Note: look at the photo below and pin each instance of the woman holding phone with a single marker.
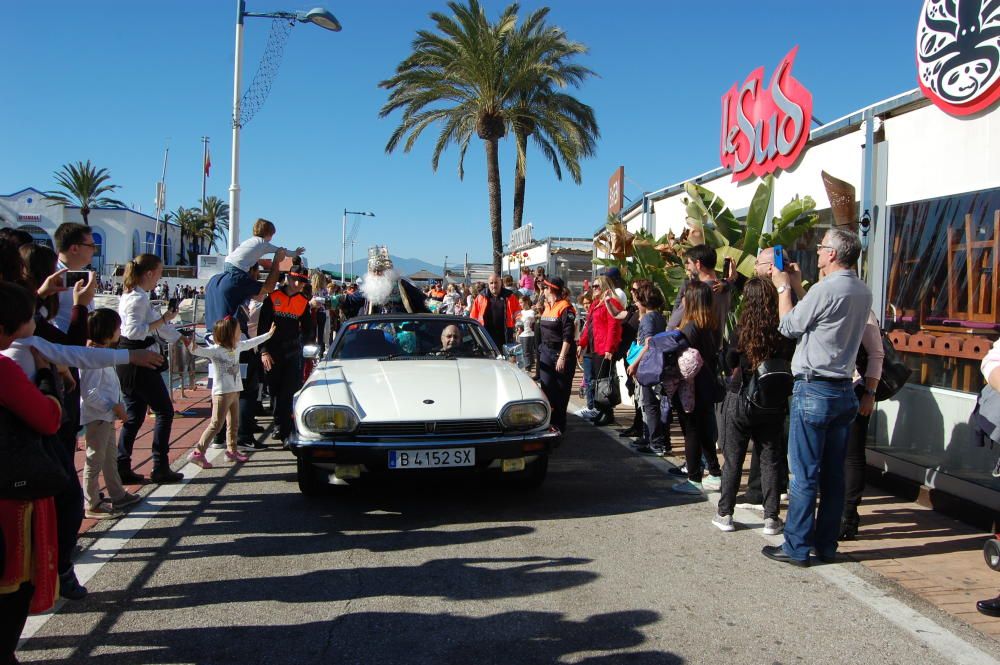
(142, 387)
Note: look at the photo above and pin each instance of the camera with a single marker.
(74, 276)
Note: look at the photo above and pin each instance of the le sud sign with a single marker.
(958, 54)
(764, 129)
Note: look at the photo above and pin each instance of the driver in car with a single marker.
(451, 340)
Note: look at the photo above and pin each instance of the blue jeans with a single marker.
(818, 429)
(588, 380)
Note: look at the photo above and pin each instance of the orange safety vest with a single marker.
(479, 305)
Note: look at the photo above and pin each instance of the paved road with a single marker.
(603, 565)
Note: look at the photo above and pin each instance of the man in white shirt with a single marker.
(75, 243)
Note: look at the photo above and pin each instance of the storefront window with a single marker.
(941, 293)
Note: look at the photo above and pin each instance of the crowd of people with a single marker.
(791, 357)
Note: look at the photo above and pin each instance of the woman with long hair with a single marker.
(599, 341)
(758, 340)
(142, 387)
(701, 329)
(651, 322)
(28, 571)
(556, 368)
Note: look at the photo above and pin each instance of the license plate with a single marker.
(431, 459)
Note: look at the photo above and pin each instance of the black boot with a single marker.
(849, 527)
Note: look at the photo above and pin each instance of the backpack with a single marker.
(895, 374)
(766, 390)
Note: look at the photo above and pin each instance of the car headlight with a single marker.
(330, 419)
(524, 415)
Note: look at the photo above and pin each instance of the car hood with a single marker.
(406, 390)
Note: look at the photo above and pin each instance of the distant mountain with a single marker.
(403, 266)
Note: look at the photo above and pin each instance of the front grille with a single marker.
(431, 429)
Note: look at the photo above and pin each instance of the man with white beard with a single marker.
(383, 291)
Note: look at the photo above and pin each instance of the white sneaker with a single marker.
(688, 487)
(712, 483)
(724, 522)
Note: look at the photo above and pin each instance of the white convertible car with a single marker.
(420, 394)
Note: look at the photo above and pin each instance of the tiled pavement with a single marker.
(931, 556)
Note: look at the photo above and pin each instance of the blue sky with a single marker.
(112, 81)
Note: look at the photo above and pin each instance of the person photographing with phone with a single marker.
(76, 247)
(828, 324)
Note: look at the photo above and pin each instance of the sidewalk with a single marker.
(186, 431)
(934, 557)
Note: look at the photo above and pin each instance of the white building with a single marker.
(119, 233)
(931, 183)
(568, 258)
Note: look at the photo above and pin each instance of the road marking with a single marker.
(108, 543)
(921, 627)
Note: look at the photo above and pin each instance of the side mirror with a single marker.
(513, 352)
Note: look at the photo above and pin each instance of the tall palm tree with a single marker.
(462, 76)
(190, 223)
(84, 185)
(563, 128)
(217, 215)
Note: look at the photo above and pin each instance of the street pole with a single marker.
(204, 176)
(234, 187)
(343, 248)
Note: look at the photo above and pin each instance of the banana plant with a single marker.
(709, 218)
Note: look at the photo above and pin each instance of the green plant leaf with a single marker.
(793, 210)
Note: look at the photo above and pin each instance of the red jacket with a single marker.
(605, 329)
(512, 307)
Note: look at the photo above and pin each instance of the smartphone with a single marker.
(74, 276)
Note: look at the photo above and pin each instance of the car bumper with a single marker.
(373, 455)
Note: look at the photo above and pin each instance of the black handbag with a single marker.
(607, 391)
(894, 373)
(31, 467)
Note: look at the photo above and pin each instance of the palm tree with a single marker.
(462, 76)
(563, 128)
(84, 185)
(190, 223)
(217, 214)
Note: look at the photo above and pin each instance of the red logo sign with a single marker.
(764, 129)
(958, 54)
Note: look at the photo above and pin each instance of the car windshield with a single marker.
(401, 339)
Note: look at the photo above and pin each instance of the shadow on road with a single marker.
(522, 637)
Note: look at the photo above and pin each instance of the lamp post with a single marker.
(316, 16)
(343, 240)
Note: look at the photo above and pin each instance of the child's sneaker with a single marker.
(197, 458)
(236, 456)
(102, 511)
(126, 500)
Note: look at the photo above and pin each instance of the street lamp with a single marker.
(316, 16)
(343, 240)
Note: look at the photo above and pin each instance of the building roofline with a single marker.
(910, 100)
(74, 207)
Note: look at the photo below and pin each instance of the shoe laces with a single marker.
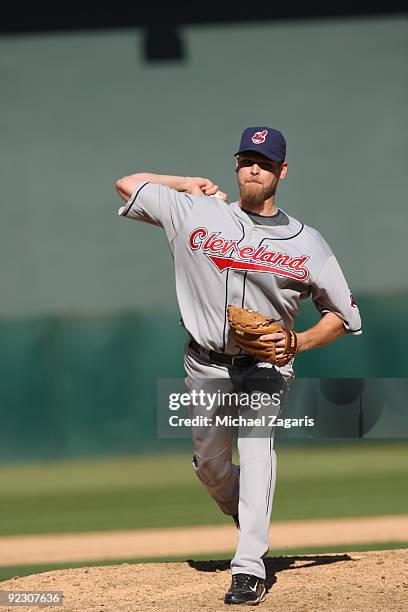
(240, 580)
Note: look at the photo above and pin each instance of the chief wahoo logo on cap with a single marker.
(259, 137)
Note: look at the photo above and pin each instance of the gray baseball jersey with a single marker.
(222, 257)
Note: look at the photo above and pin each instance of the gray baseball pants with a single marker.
(247, 489)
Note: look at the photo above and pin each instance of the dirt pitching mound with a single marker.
(368, 581)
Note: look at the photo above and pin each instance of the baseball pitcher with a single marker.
(241, 270)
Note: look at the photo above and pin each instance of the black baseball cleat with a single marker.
(246, 589)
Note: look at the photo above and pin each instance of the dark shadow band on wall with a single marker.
(51, 17)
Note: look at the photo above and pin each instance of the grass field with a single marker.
(333, 480)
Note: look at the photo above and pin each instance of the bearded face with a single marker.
(252, 194)
(258, 178)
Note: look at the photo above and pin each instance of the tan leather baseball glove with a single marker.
(248, 326)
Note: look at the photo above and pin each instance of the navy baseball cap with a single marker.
(264, 140)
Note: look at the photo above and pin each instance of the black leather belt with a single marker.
(220, 358)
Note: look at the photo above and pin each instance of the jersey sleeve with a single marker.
(330, 293)
(158, 205)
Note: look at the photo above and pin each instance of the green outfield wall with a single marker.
(88, 311)
(86, 385)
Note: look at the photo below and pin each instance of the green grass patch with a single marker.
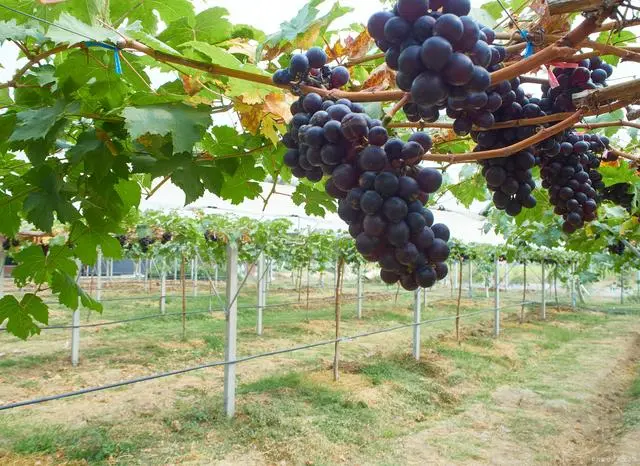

============

§ Given exercise
Quote every row above word for word, leaving out the pictures.

§ Answer in full
Note: look at the photo below and pin each instance of the woman holding phone with a single marker.
(142, 387)
Note: look at the photo above and pin each instance of the camera with a single marker.
(74, 276)
Note: look at the photo above and pin each instance of the le sud sign with a single marker.
(958, 54)
(764, 129)
Note: look at the photo above and pin each instance of the driver in car with a single marker.
(451, 340)
Note: look at the photo above and pin each instance of the blue jeans with a single marker.
(818, 429)
(588, 380)
Note: look at the photo above and pin each instance of the orange safety vest with a single marker.
(479, 305)
Note: look at the photo above and pin each instance of the paved road with a single marker.
(603, 565)
Note: look at the photo above and pin each instance of the man in white shirt with a single marker.
(75, 243)
Note: look at the photo above and pin each instance of the storefront window with a single marker.
(941, 293)
Note: look at the photo above and pin each instance of the crowd of people with a single marker.
(791, 357)
Note: look at the photo above and pin each instance of the woman with long hair with a single marker.
(599, 341)
(758, 340)
(142, 387)
(701, 329)
(651, 322)
(28, 571)
(556, 368)
Note: look at the photo above and pin each instance of the license plate with a single marker.
(431, 459)
Note: look at the photo above and pin each instance of the black boot with a single marker.
(849, 527)
Note: look at the photo above and pin each instance of the backpack with a single marker.
(895, 374)
(766, 390)
Note: look at the photo above and pin each instance of the car headlight with a single marker.
(330, 419)
(524, 415)
Note: look at the photo above and pin each instance of the car hood with a single marker.
(406, 390)
Note: look at the photo above and pin each instance of the distant mountain with a single marker.
(403, 266)
Note: look at the photo above and pin each instance of the front grille with a single marker.
(431, 429)
Note: look at the photo above and pin each instance of the man with white beard with a single marker.
(383, 291)
Note: look at the photo above and pin each instance of the white sneaker with a single marker.
(688, 487)
(712, 483)
(724, 522)
Note: look at the photo above and pin each instance of the white convertible car with a single marker.
(420, 394)
Note: look at the photo above and pin each instance of the tiled pavement with a single marker.
(931, 556)
Note: look at the photo above and pin each instance of the blue sky with a single marker.
(112, 81)
Note: look at the photo above and pin each instance of the person photographing with phone with a single marker.
(76, 247)
(828, 324)
Note: look at the photo above and pin each instance of the sidewalk with a single marker.
(186, 431)
(934, 557)
Note: look at the photo above and pin each instance of the white building with a single marker.
(119, 233)
(931, 183)
(568, 258)
Note: look at the photo above and pin each instance of the road marking with a single marker.
(108, 543)
(921, 627)
Note: look at the photo above and pin each instance of the side mirror with a single marker.
(513, 352)
Note: look at the photo above and pin each instance of the tall palm tree with a single marker.
(462, 76)
(190, 223)
(84, 185)
(563, 128)
(217, 215)
Note: look at the photo above and pin each instance of the street pole with a single marker.
(204, 176)
(234, 187)
(343, 248)
Note: look at the photo above and pin each instance of the banana plant with a single marker.
(709, 218)
Note: look at the photo above and pin each instance of the green plant leaf with a single marker.
(793, 210)
Note: look at the photo above and pin each instance of the red jacket with a single marker.
(605, 329)
(512, 307)
Note: look at the photo above and pin each instance of the smartphone with a single marker.
(74, 276)
Note: look at the photo above and pin each instance of the car bumper with a single marker.
(373, 455)
Note: look at the photo above and pin each instance of the black handbag with a single marker.
(607, 391)
(894, 373)
(31, 467)
Note: look at the photo above and pin each instance of the palm tree with a single marker.
(462, 76)
(563, 128)
(84, 185)
(190, 223)
(217, 214)
Note: look at the photo above and pin each instance of the red logo sign with a single marker.
(764, 129)
(958, 54)
Note: look at the photo above and pin each instance of the car windshield with a single marker.
(401, 339)
Note: look at the photo above and pin each instance of the shadow on road with a single marker.
(522, 637)
Note: look at the photo above and pin each instance of the lamp post with a single marker.
(316, 16)
(343, 240)
Note: look at the photo above and pin each instance of the child's sneaker with a single marker.
(197, 458)
(236, 456)
(102, 511)
(126, 500)
Note: look at the photo above and pin each instance of the street lamp with a single marker.
(316, 16)
(343, 240)
Note: look at the photo above and pin each instance of the building roofline with a single marker.
(910, 100)
(74, 207)
Note: look at the photo below and pin each instance of the shoe laces with a single marker.
(240, 580)
Note: look at the photo above and pin each instance of the chief wahoo logo on cap with a single marker.
(259, 137)
Note: look at the photo above and pin each instance of the gray baseball jersey with a single marker.
(222, 257)
Note: look at the photo above and pin each instance of the gray baseball pants with a single marker.
(247, 489)
Note: look at the photo above and pin each instance of the dirt pitching mound with a single marker.
(368, 581)
Note: look at the photo above and pin each instance of the baseball pitcher with a single marker.
(241, 270)
Note: look at the photo above and pin each instance of the black baseball cleat with a single marker.
(246, 589)
Note: look at the photo above and pin each instance of the dark shadow band on wall with a single marker.
(51, 17)
Note: look at the photo above and pin each instance of the grass field with a single marker.
(333, 480)
Note: look at the photo above and pin each instance of the bearded face with a single marker.
(252, 194)
(258, 178)
Note: look at the photo above and pin each instance of the tan leather baseball glove with a single marker.
(248, 326)
Note: look at the photo above and pin each instance of the navy baseball cap with a single marker.
(264, 140)
Note: look at the photo above and pin each instance of the black leather belt with a single marker.
(220, 358)
Note: look at the photo above and pin each instance of the jersey sleeve with a single marker.
(330, 293)
(158, 205)
Note: look at the photo above and pin each instance of the green outfield wall with a single marker.
(88, 311)
(86, 385)
Note: look at the photo below and pin each instance of the green grass patch with a single marker.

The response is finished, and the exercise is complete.